A number m is a quadratic residue mod n if and only there exists a number a such that $a^2 \equiv m \pmod{n}$ and $0 \le m < n.$. For example, since $5^2 \equiv 4 \pmod{7},$ 4 is a quadratic residue mod 7.

Let p be an odd prime. There are some theorems regarding quadratic residues mod p. Usually, 0 is a "special case." So 0 is not a residue, but it is also not a non-residue.

Adopting these definitions, we prove some theorems.

Theorem 9.1. There are an equal number of non-residues and residues mod p.

Proof: First, we prove that $1^2, 2^2, ... (\frac{p-1}{2})^2$ are distinct modulo p. Assume $a^2 \equiv b^2 \pmod{p},$ where a and b are distinct integers from $1$ to $\frac{p-1}{2}.$ Then, $a^2-b^2$ would have to be a multiple of $p$. $a^2-b^2$ can be factored as $(a-b)(a+b).$ However, since a and b are distinct integers from $1$ to $\frac{p-1}{2},$ $a-b$ can't be a multiple of p. Therefore, $a+b$ is a multiple of p. We know that $\frac{p-1}{2} \ge a,b \ge 1,$ so $p-1 \ge a+b \ge 2,$ so $a+b$ also can't be a multiple of p, a contradiction.

_To do_
- 1) In the proof of Theorem 9.1 in the quadratic residues text, why can a+b not be a multiple of p? Answer in one to three sentences.
- 2) From the quadratic residues text, output the part that opens with the words containing "Theorem 9.1. There" and closes with "p, a contradiction.".
- 3) According to the quadratic residues text, how is 0 treated with respect to residues mod p?
The material that comes after this plays no part in the work.

_Raw records_
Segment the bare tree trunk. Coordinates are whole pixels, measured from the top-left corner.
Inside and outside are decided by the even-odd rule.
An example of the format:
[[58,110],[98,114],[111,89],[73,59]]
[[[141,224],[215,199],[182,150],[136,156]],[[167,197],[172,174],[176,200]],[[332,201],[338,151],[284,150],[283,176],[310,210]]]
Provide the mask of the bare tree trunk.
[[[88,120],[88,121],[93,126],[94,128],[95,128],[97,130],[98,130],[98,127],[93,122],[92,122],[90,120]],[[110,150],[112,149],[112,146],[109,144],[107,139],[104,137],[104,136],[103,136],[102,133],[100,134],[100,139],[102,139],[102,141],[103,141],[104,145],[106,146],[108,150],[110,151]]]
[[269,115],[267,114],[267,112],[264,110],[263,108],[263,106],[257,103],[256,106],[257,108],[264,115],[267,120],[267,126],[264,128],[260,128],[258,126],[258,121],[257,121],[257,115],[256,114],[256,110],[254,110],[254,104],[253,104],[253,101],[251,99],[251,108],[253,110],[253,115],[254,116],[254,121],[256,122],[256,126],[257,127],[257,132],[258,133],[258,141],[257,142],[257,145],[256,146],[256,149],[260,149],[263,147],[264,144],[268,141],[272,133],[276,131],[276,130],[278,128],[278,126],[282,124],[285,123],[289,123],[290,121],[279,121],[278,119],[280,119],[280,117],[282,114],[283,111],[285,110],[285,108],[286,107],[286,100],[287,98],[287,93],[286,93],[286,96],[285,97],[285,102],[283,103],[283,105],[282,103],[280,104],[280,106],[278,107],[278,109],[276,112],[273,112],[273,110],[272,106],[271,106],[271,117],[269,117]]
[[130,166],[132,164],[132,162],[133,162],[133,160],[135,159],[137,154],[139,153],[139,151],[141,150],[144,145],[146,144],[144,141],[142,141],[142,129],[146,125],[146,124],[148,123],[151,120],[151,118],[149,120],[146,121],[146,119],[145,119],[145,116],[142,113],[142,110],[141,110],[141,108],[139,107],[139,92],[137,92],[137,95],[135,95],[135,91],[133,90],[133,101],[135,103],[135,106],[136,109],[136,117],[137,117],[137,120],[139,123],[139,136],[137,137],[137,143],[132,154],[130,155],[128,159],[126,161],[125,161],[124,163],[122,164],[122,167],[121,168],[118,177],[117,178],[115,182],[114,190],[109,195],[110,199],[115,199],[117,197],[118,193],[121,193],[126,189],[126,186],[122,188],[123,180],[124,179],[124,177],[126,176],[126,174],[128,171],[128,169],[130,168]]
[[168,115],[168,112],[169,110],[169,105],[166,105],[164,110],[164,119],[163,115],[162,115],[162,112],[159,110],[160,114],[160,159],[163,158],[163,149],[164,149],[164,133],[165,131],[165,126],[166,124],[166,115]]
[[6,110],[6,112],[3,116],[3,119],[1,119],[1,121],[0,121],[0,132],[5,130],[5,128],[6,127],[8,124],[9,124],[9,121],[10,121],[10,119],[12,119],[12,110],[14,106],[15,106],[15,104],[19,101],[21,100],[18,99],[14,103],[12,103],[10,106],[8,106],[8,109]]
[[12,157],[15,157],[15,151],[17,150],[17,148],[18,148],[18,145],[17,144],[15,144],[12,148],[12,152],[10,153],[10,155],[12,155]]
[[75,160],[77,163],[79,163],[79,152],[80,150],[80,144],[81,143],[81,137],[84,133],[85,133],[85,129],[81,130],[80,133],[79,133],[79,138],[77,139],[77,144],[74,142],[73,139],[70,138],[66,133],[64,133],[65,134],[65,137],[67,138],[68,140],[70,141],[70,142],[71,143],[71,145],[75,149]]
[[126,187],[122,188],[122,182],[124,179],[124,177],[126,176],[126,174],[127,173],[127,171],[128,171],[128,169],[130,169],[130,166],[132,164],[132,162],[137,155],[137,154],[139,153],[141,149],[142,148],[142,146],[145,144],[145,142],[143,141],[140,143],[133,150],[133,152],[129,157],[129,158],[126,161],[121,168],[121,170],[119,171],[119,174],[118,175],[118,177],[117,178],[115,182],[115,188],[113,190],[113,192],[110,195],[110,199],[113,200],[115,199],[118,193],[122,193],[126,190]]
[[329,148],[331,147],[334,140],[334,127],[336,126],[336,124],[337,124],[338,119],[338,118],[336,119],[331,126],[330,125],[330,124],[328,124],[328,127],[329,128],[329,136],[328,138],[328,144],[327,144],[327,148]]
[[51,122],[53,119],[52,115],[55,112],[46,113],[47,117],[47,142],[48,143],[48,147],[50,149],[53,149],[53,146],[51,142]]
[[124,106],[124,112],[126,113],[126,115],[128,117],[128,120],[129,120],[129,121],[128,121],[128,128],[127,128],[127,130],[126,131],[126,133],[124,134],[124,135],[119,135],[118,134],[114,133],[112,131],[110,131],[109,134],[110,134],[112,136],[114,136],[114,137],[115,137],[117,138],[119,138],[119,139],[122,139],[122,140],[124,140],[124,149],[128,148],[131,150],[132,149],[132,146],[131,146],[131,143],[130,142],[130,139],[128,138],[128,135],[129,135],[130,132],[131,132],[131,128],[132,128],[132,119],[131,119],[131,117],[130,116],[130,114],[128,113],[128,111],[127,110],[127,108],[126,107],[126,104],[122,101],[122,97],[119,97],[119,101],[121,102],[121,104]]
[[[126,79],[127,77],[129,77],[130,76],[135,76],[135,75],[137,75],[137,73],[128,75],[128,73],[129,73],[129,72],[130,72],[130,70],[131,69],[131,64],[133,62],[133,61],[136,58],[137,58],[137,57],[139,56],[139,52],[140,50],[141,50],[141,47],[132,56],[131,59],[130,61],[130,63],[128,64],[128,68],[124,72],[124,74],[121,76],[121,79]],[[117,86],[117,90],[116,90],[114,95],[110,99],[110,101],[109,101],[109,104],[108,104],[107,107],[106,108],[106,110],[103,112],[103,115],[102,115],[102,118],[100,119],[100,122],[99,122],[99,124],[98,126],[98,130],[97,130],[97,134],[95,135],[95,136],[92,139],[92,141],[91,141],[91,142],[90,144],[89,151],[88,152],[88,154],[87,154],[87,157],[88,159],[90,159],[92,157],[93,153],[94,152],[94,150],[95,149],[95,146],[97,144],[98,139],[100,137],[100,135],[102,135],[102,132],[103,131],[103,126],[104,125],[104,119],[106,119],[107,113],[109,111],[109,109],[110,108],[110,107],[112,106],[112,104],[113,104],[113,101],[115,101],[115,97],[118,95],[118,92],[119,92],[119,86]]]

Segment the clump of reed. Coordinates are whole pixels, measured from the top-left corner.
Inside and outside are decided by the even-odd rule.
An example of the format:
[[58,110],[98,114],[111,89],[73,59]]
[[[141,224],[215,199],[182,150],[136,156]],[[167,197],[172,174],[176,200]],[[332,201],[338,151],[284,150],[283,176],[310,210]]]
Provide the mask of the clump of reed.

==

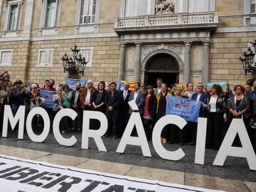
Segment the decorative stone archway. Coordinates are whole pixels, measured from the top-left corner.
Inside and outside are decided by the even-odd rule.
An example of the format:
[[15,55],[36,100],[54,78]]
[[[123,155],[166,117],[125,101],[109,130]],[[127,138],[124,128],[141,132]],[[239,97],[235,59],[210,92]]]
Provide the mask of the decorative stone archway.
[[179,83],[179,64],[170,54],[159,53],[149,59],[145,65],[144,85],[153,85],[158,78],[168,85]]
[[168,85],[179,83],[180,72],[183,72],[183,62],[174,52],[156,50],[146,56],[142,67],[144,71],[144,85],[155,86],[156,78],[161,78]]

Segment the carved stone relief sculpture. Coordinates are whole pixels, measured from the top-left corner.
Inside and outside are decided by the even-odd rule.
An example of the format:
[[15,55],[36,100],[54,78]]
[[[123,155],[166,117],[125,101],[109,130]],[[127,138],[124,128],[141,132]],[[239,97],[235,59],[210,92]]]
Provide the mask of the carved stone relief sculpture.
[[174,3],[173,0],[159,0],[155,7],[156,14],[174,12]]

_Answers per task_
- 1) Both a and b lie between 1 and (p−1)/2, so their sum lies between 2 and p−1. No multiple of p falls in that range.

- 2)
Theorem 9.1. There are an equal number of non-residues and residues mod p.

Proof: First, we prove that $1^2, 2^2, ... (\frac{p-1}{2})^2$ are distinct modulo p. Assume $a^2 \equiv b^2 \pmod{p},$ where a and b are distinct integers from $1$ to $\frac{p-1}{2}.$ Then, $a^2-b^2$ would have to be a multiple of $p$. $a^2-b^2$ can be factored as $(a-b)(a+b).$ However, since a and b are distinct integers from $1$ to $\frac{p-1}{2},$ $a-b$ can't be a multiple of p. Therefore, $a+b$ is a multiple of p. We know that $\frac{p-1}{2} \ge a,b \ge 1,$ so $p-1 \ge a+b \ge 2,$ so $a+b$ also can't be a multiple of p, a contradiction.

- 3) It is a special case: not a residue, but also not a non-residue.